(Region outline entries)
══════

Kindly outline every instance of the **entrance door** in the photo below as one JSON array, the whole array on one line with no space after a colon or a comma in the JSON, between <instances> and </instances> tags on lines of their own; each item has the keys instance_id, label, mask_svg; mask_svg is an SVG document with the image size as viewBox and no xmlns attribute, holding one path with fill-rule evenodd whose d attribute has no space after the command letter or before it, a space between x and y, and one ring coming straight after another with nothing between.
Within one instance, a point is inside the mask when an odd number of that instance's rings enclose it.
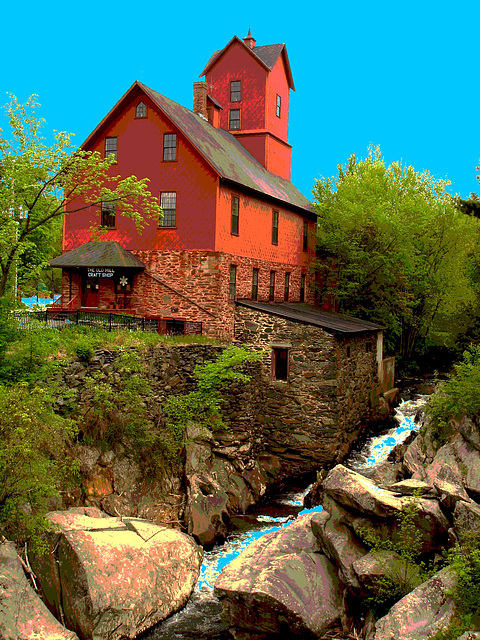
<instances>
[{"instance_id":1,"label":"entrance door","mask_svg":"<svg viewBox=\"0 0 480 640\"><path fill-rule=\"evenodd\" d=\"M82 307L98 307L98 278L87 278L82 291Z\"/></svg>"}]
</instances>

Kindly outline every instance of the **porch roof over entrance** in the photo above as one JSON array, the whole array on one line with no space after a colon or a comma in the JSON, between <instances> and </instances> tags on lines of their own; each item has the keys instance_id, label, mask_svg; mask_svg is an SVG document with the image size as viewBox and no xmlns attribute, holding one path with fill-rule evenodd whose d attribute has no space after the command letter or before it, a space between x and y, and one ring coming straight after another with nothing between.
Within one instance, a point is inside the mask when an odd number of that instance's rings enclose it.
<instances>
[{"instance_id":1,"label":"porch roof over entrance","mask_svg":"<svg viewBox=\"0 0 480 640\"><path fill-rule=\"evenodd\" d=\"M86 242L48 263L50 267L122 267L145 269L145 265L133 253L118 242Z\"/></svg>"},{"instance_id":2,"label":"porch roof over entrance","mask_svg":"<svg viewBox=\"0 0 480 640\"><path fill-rule=\"evenodd\" d=\"M255 302L253 300L236 300L242 307L249 307L272 316L280 316L293 322L302 322L321 327L327 333L359 334L382 331L385 327L352 316L322 311L317 307L302 302Z\"/></svg>"}]
</instances>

══════

**Instructions for the task**
Reproduce every line of the listing above word for word, leaving out the pictures.

**Written reply**
Kindly outline every instance of the **entrance door** in the photo below as one JSON array, the whole array on one line with no space after a colon or a comma in the JSON, between <instances> and </instances> tags on lines of their own; each item has the keys instance_id, label, mask_svg; mask_svg is an SVG document with the image size as viewBox and no xmlns attribute, holding one path with fill-rule evenodd whose d attribute has no space after the command letter or before it, a space between x and y, and one ring coming straight after another with nothing between.
Within one instance, a point is inside the mask when an odd number of that instance's rings enclose it.
<instances>
[{"instance_id":1,"label":"entrance door","mask_svg":"<svg viewBox=\"0 0 480 640\"><path fill-rule=\"evenodd\" d=\"M82 307L98 307L98 278L87 278L82 291Z\"/></svg>"}]
</instances>

Kindly outline every instance of the **porch roof over entrance** in the photo above as one JSON array, the whole array on one line with no space after a colon or a comma in the JSON, between <instances> and </instances> tags on lines of their own; each item has the keys instance_id, label, mask_svg; mask_svg is an SVG document with the image size as viewBox and no xmlns attribute, holding one path with fill-rule evenodd whose d attribute has no space after the command letter or before it, a space between x and y, and one ring coming straight after another with nothing between.
Within one instance, a point is inside the mask when an odd number of that instance's rings enclose it.
<instances>
[{"instance_id":1,"label":"porch roof over entrance","mask_svg":"<svg viewBox=\"0 0 480 640\"><path fill-rule=\"evenodd\" d=\"M86 242L48 263L50 267L122 267L145 269L145 265L133 253L118 242Z\"/></svg>"},{"instance_id":2,"label":"porch roof over entrance","mask_svg":"<svg viewBox=\"0 0 480 640\"><path fill-rule=\"evenodd\" d=\"M255 302L253 300L236 300L242 307L249 307L272 316L280 316L293 322L302 322L321 327L327 333L359 334L382 331L385 327L352 316L322 311L317 307L302 302Z\"/></svg>"}]
</instances>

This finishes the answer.